**Given task**. Convert the records below, starting at the line containing "Would you kindly point at the evergreen" and ending at the line containing "<point>29,101</point>", into a JSON list of strings with one string per line, leaving out any blank lines.

**Dataset extract**.
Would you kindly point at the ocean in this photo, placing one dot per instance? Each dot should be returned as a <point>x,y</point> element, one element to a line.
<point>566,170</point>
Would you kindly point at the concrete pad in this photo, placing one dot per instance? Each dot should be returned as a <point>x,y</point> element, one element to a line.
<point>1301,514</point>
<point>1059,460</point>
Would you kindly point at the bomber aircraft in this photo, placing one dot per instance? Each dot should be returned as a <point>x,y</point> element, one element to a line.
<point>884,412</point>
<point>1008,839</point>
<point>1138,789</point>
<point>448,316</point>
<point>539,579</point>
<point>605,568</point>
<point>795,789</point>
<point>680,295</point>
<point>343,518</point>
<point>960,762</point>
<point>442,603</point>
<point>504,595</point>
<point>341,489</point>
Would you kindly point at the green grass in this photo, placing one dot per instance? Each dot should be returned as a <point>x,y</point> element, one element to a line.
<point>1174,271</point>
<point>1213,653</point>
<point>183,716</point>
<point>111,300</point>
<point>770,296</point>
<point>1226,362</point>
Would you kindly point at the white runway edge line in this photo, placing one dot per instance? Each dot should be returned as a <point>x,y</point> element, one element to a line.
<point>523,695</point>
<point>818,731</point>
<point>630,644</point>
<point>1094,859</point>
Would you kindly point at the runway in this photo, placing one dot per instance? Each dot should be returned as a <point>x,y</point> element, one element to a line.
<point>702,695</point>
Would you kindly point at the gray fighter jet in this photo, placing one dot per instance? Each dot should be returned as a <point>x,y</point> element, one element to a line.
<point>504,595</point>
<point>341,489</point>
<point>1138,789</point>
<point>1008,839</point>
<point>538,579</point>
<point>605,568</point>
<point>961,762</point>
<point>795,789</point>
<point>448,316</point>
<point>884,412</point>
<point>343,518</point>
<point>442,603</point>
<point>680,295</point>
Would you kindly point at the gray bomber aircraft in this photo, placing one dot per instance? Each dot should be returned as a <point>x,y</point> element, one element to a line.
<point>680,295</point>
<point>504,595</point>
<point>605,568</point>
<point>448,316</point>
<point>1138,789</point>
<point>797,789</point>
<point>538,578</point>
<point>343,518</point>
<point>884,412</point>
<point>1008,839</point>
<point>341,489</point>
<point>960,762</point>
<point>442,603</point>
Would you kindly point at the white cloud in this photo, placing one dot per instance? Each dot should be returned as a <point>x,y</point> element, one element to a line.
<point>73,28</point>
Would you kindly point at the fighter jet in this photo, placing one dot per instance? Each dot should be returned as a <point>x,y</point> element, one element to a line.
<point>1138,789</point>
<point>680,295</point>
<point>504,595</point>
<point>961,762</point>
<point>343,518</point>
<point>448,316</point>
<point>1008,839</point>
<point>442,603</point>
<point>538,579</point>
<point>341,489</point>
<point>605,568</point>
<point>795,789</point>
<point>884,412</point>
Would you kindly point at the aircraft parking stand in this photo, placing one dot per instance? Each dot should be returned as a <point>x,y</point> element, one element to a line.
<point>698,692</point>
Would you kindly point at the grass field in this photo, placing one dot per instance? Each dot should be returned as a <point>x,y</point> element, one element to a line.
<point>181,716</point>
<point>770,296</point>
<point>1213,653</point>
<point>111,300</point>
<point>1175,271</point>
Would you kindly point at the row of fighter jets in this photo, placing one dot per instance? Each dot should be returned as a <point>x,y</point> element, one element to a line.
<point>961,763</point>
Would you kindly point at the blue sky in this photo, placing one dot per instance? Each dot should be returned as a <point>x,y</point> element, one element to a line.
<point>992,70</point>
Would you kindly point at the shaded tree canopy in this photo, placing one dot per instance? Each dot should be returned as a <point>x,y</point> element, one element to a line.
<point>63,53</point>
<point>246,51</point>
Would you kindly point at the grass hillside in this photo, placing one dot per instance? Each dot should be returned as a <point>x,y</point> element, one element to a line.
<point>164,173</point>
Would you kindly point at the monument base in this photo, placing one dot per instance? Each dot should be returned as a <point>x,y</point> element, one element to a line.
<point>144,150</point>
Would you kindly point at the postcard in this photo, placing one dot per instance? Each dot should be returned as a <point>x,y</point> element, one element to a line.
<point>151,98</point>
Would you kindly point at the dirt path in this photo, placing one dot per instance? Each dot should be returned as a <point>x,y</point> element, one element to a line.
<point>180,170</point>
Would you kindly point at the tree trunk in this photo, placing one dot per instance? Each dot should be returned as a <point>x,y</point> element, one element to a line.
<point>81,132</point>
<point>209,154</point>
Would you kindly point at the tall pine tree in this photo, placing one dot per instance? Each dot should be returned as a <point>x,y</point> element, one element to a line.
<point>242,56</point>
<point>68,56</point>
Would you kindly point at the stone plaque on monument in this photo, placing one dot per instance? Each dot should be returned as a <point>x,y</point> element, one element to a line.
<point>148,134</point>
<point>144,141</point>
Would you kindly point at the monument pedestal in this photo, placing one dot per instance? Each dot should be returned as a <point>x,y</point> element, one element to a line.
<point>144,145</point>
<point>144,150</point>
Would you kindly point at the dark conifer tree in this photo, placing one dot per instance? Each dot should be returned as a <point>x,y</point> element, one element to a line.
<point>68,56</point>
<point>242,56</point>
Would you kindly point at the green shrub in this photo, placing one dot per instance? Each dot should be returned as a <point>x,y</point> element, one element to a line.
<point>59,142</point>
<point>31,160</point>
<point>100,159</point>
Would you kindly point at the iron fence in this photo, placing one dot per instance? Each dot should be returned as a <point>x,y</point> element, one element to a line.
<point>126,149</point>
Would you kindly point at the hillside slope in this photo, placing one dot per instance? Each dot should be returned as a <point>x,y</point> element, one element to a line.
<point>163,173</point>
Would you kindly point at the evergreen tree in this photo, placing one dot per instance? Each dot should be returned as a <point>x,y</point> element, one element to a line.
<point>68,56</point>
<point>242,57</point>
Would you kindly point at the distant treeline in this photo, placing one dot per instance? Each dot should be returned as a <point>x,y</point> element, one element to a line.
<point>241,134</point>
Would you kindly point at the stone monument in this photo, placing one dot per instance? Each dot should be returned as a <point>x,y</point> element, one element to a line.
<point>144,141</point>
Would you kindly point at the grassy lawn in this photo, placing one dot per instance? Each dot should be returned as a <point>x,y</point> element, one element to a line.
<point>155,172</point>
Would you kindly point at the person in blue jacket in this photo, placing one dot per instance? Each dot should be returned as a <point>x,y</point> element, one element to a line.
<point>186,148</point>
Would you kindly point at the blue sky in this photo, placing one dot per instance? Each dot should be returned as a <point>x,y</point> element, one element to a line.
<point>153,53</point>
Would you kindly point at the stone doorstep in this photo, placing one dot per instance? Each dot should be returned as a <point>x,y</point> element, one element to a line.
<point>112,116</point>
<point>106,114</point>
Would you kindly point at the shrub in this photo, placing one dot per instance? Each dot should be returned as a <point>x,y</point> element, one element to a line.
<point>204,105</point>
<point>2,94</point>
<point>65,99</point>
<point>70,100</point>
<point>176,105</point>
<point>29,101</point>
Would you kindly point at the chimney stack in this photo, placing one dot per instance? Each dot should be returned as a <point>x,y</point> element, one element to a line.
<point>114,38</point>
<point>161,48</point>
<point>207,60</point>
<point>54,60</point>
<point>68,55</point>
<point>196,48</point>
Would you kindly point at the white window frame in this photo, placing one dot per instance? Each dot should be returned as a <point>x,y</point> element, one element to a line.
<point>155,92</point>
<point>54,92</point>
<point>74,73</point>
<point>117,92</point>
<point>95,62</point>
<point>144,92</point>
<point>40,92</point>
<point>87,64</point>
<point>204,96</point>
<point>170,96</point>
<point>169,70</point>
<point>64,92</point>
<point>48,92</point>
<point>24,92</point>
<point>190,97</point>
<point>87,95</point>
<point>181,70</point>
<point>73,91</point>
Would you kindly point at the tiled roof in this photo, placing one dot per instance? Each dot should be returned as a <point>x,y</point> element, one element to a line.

**Result of this exercise**.
[
  "Would you kindly point at the evergreen tree in this photo, placing one dot per instance? Each dot should be returned as a <point>x,y</point> element, one element to a line.",
  "<point>68,56</point>",
  "<point>242,57</point>",
  "Would you kindly point at the distant treeline in this photo, placing one dot per instance? Each dot should be returned as a <point>x,y</point> element, one element to a line.",
  "<point>241,134</point>",
  "Would you kindly point at the stone monument in this photo, placing one dot per instance? Each dot should be returned as a <point>x,y</point> element, one element to a line.",
  "<point>144,141</point>",
  "Would you kindly point at the grassy lawn in this photo, placing one dot per instance? Each dot should be returned as a <point>x,y</point> element, one element to a line.",
  "<point>155,172</point>",
  "Would you kindly point at the person in blue jacket in this photo, placing one dot per instance? Each dot should be returned as a <point>x,y</point> element, one element to a line.",
  "<point>186,148</point>",
  "Would you kindly point at the blue sky in this photo, placing one dot per instance? Each dot should be returned as a <point>x,y</point> element, one element to a line.",
  "<point>153,53</point>",
  "Would you kindly point at the stone doorstep in this photo, placing one dot per instance? Each dot should be returned as a <point>x,y</point> element, one element to a line.",
  "<point>112,116</point>",
  "<point>106,114</point>",
  "Would you kindly point at the shrub in this photo, placing one dot per instance? Each dot should be returned as a <point>x,y</point> element, one element to a line.",
  "<point>204,105</point>",
  "<point>2,94</point>",
  "<point>65,99</point>",
  "<point>70,100</point>",
  "<point>176,105</point>",
  "<point>29,101</point>"
]